However, such micro cloud providers will be able to serve only moderate sized consumer requests due to the limited availability of resources in their data centers. In order to serve large consumer requests many micro cloud providers have to come together and form a coalition or a federation. The federation formation can happen in a peer-to-peer fashion leading to what is called an Peer-to-Peer Inter-Cloud Federation (refer Fig. 1(a)) [3]. The other option is to use the services of a broker as in Fig. 1(b) resulting in a Multi-Cloud federation model.

Fig. 1.

Cloud federation models

Given a set of cloud providers and a broker, in this paper, we study the question whether it is beneficial for cloud providers to form a peer-to-peer federation or to subscribe to the services of a broker. We use cooperative game theory to address this interesting question. To the best of our knowledge, we did not find any prior work related to the proposed problem of study in this paper.

In Sect. 2, we provide the necessary background on cooperative game theory and linear production games; in Sect. 3, we formulate the cloud federation formation and payoff distribution using linear production games; in Sect. 4, we show the impact of an oligopolist on federation formation and how we can arrive at stable coalitional structures; in Sect. 5 we present our experimental analysis; Sect. 6 contains the related work; and finally we conclude with Sect. 7.

2 Background

We study the proposed problem in this paper using a special class of games called linear production games [4] from the cooperative game theory [5, 6]. We provide the necessary game theoretic background in this section to understand the rest of the paper.

2.1 Cooperative Game Theory

Given a set of \(N=\{1,\cdots ,n\}\) players, a subset \(S\subseteq N\) of them can pool their resources and form a coalition to generate an utility or value v(S). We say that the utility is transferable if it can be split among the coalition partners in an arbitrary fashion.

Definition 1

A cooperative n-person game in coalitional form is denoted by \(G=(N,v)\) where \(N=\{1,\cdots ,n\}\) and \(v: 2^N \rightarrow {\mathbb R}^+\), with \(v(\phi )=0\). The function v is called the characteristic function of the game and v(S) is called the value of the coalition S.

• _Information shown_:
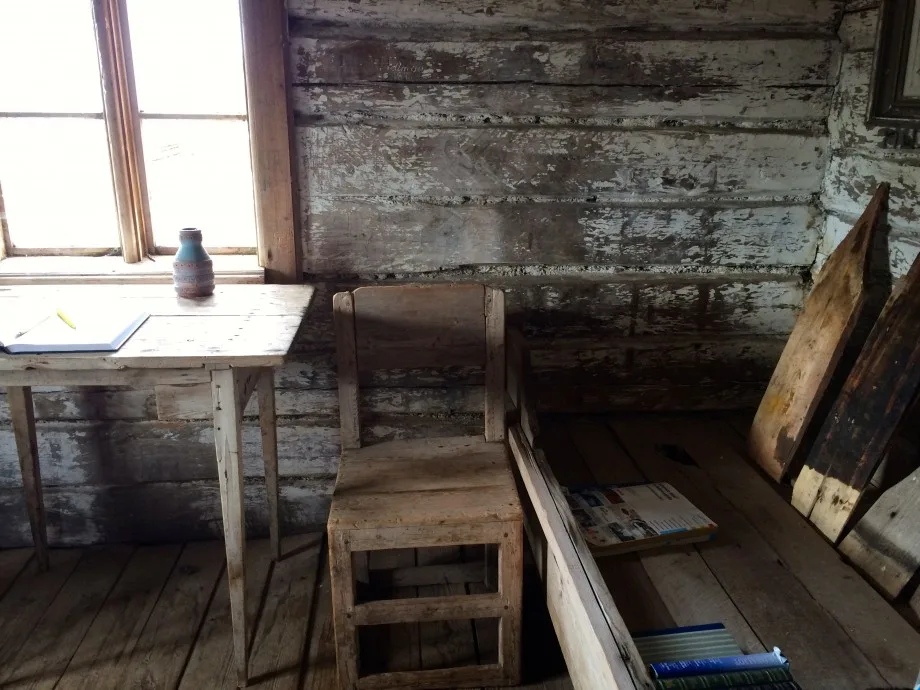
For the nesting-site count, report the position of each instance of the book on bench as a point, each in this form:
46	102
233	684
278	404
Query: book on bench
83	330
619	518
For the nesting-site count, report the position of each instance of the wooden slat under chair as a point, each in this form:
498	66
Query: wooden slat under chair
435	492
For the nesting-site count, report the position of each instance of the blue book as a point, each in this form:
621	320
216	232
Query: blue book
744	662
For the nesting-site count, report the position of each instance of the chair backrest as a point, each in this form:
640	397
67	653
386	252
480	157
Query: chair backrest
419	326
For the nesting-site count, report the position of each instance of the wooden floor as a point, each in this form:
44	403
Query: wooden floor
769	576
158	617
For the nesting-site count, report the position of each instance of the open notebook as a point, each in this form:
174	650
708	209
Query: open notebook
104	330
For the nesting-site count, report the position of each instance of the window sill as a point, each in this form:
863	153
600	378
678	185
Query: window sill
51	270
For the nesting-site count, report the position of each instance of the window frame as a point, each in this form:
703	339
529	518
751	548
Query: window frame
272	147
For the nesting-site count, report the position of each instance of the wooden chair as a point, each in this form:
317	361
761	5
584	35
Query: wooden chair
428	492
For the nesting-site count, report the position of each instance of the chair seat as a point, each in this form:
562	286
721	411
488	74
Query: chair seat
432	481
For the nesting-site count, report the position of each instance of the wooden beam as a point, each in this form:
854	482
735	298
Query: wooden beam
265	56
812	356
876	396
598	649
885	543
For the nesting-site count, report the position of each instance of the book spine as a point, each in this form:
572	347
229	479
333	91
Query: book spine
725	680
695	667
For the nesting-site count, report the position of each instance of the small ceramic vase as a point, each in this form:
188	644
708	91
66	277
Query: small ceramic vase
193	271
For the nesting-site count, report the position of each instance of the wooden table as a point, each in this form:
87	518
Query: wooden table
231	340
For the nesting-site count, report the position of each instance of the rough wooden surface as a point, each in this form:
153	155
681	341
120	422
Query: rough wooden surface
812	357
857	162
885	544
774	602
882	385
712	249
810	15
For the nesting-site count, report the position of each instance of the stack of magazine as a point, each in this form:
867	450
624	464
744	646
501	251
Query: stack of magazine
707	656
618	518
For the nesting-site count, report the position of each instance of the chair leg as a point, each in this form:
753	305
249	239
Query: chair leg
343	603
510	588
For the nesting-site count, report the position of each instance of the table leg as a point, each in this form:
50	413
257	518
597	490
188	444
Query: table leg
228	441
267	421
23	419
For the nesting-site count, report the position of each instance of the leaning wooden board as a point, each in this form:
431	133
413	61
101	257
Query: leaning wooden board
877	394
812	355
885	543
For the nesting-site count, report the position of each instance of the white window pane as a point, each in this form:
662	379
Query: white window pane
188	56
199	175
48	59
57	183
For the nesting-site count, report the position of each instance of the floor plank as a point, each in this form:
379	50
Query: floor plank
889	642
681	582
117	627
211	664
159	657
28	598
12	562
42	660
281	634
776	605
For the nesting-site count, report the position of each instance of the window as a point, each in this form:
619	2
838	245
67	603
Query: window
123	121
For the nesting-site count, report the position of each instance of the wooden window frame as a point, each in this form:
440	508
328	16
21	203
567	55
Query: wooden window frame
271	128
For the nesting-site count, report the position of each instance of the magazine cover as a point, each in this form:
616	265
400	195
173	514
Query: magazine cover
618	518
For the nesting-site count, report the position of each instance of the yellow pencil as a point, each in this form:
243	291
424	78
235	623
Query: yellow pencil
65	319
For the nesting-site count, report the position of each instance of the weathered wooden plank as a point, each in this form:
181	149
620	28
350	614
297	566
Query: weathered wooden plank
27	600
678	580
663	62
347	236
772	600
655	359
123	453
885	543
480	104
886	639
114	632
211	661
791	15
875	398
191	402
159	512
903	245
159	657
281	636
611	165
575	308
598	649
812	363
609	397
850	181
48	649
857	30
319	661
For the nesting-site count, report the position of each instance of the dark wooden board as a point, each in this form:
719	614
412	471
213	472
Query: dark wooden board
876	396
809	363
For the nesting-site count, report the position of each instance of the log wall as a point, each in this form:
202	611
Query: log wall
641	177
856	161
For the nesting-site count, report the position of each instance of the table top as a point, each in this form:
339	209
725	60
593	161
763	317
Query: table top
239	325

• _Problem_: Rewrite the part of the cloud federation excerpt starting at "2 Background" and ending at "an arbitrary fashion.", switching "coalition" to "alliance" wherever it occurs. The rows are separate from the cloud federation excerpt.

• _Response below_:
2 Background

We study the proposed problem in this paper using a special class of games called linear production games [4] from the cooperative game theory [5, 6]. We provide the necessary game theoretic background in this section to understand the rest of the paper.

2.1 Cooperative Game Theory

Given a set of \(N=\{1,\cdots ,n\}\) players, a subset \(S\subseteq N\) of them can pool their resources and form a alliance to generate an utility or value v(S). We say that the utility is transferable if it can be split among the alliance partners in an arbitrary fashion.